Shape boundary data

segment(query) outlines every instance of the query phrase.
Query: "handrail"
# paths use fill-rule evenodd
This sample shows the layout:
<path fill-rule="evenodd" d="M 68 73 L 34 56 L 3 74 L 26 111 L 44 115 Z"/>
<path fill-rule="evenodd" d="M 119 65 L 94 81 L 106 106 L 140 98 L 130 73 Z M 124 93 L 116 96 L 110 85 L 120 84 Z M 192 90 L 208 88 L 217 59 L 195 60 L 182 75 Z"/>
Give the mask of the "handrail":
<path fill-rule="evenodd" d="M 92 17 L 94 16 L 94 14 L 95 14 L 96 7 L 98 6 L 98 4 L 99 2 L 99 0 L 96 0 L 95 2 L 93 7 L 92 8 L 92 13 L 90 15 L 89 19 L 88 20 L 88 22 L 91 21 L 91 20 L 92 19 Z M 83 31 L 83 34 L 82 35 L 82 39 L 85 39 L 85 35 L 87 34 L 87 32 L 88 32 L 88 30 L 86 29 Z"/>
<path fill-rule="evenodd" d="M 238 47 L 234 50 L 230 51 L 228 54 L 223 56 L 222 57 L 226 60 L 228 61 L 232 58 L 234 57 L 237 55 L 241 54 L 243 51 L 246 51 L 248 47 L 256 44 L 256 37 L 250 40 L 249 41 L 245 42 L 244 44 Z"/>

## WORK TO COMPLETE:
Can you copy all of the data above verbatim, with nothing changed?

## COMPLETED EXERCISE:
segment(query) outlines every instance of the query phrase.
Query: "handrail"
# paths use fill-rule evenodd
This sample shows the layout:
<path fill-rule="evenodd" d="M 68 73 L 34 56 L 3 74 L 26 111 L 44 115 Z"/>
<path fill-rule="evenodd" d="M 119 65 L 94 81 L 106 106 L 140 98 L 130 73 Z M 124 93 L 116 96 L 110 85 L 120 84 Z M 192 90 L 208 88 L 217 59 L 195 60 L 182 75 Z"/>
Give the mask of the "handrail":
<path fill-rule="evenodd" d="M 92 17 L 94 16 L 94 14 L 95 14 L 96 7 L 98 6 L 98 4 L 99 2 L 99 0 L 96 0 L 95 2 L 93 7 L 92 8 L 92 13 L 90 15 L 89 19 L 88 20 L 88 22 L 91 21 L 91 20 L 92 19 Z M 83 31 L 83 34 L 82 35 L 82 39 L 85 39 L 85 35 L 87 34 L 87 32 L 88 32 L 88 30 L 86 29 Z"/>
<path fill-rule="evenodd" d="M 238 47 L 234 50 L 230 51 L 228 54 L 223 56 L 222 57 L 226 60 L 228 61 L 232 58 L 234 57 L 237 55 L 241 54 L 243 51 L 246 51 L 248 47 L 256 44 L 256 37 L 250 40 L 249 41 L 245 42 L 244 44 Z"/>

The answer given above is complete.